GIVEN EXERCISE: Render the entries below as a numbered list with no blank lines, and leave the pictures out.

EXCERPTED RECORDS:
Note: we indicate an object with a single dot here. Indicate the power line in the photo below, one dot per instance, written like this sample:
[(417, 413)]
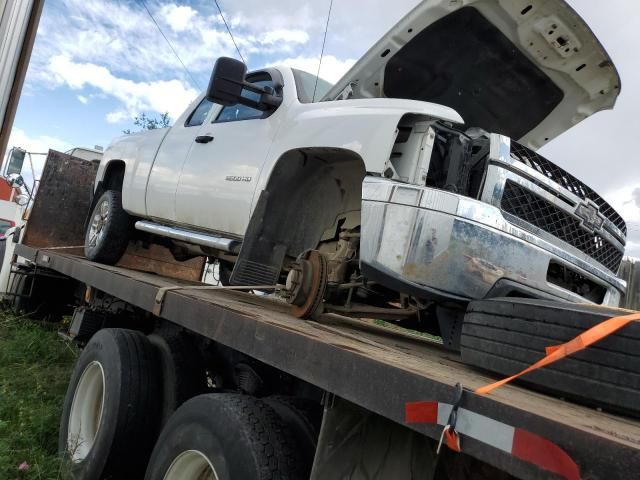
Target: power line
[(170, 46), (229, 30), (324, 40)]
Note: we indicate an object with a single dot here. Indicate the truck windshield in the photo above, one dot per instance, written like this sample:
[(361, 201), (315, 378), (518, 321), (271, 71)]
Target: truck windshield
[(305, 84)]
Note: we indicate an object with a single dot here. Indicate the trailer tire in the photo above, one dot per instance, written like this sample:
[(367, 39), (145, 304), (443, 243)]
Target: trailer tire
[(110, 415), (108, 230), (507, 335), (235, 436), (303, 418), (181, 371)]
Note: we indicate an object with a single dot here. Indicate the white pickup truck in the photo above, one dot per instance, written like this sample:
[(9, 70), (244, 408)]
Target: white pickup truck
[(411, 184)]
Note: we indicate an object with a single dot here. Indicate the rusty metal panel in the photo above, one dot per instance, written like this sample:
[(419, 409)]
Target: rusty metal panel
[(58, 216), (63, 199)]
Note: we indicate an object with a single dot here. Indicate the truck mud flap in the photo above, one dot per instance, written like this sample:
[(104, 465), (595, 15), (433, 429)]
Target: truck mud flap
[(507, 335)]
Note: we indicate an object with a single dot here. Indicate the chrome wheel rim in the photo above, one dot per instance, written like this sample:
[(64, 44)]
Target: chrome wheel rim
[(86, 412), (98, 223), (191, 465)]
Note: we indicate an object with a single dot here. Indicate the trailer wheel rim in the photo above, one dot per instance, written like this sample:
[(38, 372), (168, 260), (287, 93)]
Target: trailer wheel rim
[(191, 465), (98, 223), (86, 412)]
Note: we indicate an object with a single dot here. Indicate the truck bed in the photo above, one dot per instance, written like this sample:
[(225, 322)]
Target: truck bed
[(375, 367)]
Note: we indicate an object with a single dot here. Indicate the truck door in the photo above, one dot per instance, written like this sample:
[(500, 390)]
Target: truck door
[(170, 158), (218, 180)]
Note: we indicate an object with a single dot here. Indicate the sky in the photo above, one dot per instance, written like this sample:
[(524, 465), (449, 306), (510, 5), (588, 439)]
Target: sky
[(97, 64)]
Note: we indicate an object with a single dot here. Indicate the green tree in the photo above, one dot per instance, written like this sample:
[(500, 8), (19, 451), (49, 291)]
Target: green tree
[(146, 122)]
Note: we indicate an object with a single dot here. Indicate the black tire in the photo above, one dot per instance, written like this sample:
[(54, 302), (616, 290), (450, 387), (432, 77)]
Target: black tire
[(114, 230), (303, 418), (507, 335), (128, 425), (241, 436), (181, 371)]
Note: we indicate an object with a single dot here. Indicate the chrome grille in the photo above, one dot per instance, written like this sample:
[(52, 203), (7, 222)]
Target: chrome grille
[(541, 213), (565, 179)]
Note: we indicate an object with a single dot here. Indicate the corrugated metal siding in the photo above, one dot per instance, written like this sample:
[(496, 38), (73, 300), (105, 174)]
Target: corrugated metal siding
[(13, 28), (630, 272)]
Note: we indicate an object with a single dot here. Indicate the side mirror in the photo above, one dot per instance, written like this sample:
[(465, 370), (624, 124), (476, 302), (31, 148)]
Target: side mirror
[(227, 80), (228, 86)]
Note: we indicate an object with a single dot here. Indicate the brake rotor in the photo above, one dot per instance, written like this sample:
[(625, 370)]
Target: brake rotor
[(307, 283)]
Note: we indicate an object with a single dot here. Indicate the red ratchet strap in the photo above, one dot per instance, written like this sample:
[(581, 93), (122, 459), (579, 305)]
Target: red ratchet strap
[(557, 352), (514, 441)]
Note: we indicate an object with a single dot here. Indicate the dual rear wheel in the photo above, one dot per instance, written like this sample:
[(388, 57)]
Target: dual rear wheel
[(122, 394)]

WRITTEN REPLY:
1. Note: we indicate an object with a single dot here. Indicate the power line in the photo below, one dot per instance, written like this sample:
2. [(417, 413)]
3. Target: power line
4. [(170, 46), (229, 30), (324, 40)]
5. Note: we indicate an object with a single dot here. Indicate the truck windshield in the photo above, one dot per instance, written like this sample:
6. [(361, 201), (315, 378), (518, 321), (271, 71)]
7. Target: truck windshield
8. [(305, 84)]
9. Note: we indicate an object with a single dot here. Indicate the trailer tire in the photo above, one dot per instance, written like this sample:
10. [(367, 39), (145, 304), (443, 243)]
11. Target: trailer tire
12. [(110, 415), (108, 230), (507, 335), (235, 436), (303, 418), (181, 371)]
13. Note: we indicate an object with a single dot here. Indicate the white pickup truck in the photo above, one dot per instance, written like this sample:
14. [(9, 70), (244, 408)]
15. Target: white pickup truck
16. [(411, 184)]
17. Note: we indicate an object with a single dot here. Indicate the rusty metal panel in the photo above, one dot per instance, written like this sample:
18. [(419, 409)]
19. Target: rusty metal panel
20. [(58, 216), (63, 199)]
21. Note: we indicate an object with a single dot here. Indicate the truck mud flap in the photo above, one dot per instance, written like this sample:
22. [(104, 465), (595, 15), (433, 429)]
23. Target: truck mud flap
24. [(507, 335)]
25. Note: we indicate an object with a single dot here. Indicate the chrome wheel rim in the photo above, one dot per instance, written like this sample:
26. [(64, 44)]
27. Target: chrome wheel rim
28. [(86, 412), (98, 223), (191, 465)]
29. Note: we indicate an object with a single dot here. Indicate the trailer wheel rim in the photo above, one dot per instance, written like this sample:
30. [(38, 372), (168, 260), (287, 93)]
31. Target: trailer wheel rim
32. [(191, 465), (98, 223), (86, 412)]
33. Note: we indicate an object with a single dot here. Indicate the truck bed in the photo above, one dot per instance, written like this sample:
34. [(225, 322)]
35. Target: truck bed
36. [(375, 367)]
37. Note: we indicate an object with a single dot here. Indicate the truck door in the photo above, one dot per instance, written like this sample:
38. [(500, 390)]
39. Target: truck door
40. [(170, 158), (218, 180)]
41. Note: we indicate an object with a single dot here. Indicate the sky in the photo above, one dot per instance, written like this sample:
42. [(524, 465), (449, 306), (510, 5), (588, 439)]
43. Target: sky
44. [(97, 64)]
45. Note: we indicate an object with a single dot here. Indicate the green tree in the photo above, one dot per instance, written like this sample:
46. [(500, 8), (19, 451), (49, 291)]
47. Target: green tree
48. [(146, 122)]
49. Note: we indicate an object with a single dot here. Indicate the black tire in the photo above, one dot per instance, written like this sample:
50. [(54, 302), (616, 290), (450, 387), (432, 77)]
51. Target: black tire
52. [(114, 230), (303, 418), (507, 335), (128, 425), (241, 436), (181, 371)]
53. Note: we indicate an object with a single dot here. Indicate the chrome grille in the photo above, one dot per instance, written like this sample:
54. [(52, 203), (7, 222)]
55. Target: chrome grille
56. [(541, 213), (565, 179)]
57. Note: we indicate an object with a single dot here. Indicate the corrugated metal siding in the photo above, one dot per instance, written like this sample:
58. [(496, 38), (73, 300), (105, 174)]
59. Target: corrugated metal siding
60. [(13, 28), (630, 272)]
61. Note: we indicate an object with a single dot here. Indicate the side mirror in the photo above, one dot per instance, written like this sample:
62. [(465, 370), (624, 124), (476, 302), (31, 148)]
63. Target: side mirror
64. [(227, 80), (228, 86)]
65. Note: we indicate an object with a single dot here. Indicate the brake rotor in the photo above, one dot per instance, written like this sample:
66. [(625, 370)]
67. Target: brake rotor
68. [(307, 283)]
69. Note: we indicate an object with a single dot here. Indicate the red ratchet strap in the photo above, one dot per instance, written like this sample:
70. [(581, 93), (122, 459), (579, 305)]
71. Target: red ratchet strap
72. [(557, 352), (514, 441)]
73. Note: we indicate an object with a single dot here. Indicate the dual rear wheel in the photo above, one dot per instance, written like this sample:
74. [(388, 57)]
75. Target: dual rear wheel
76. [(122, 394)]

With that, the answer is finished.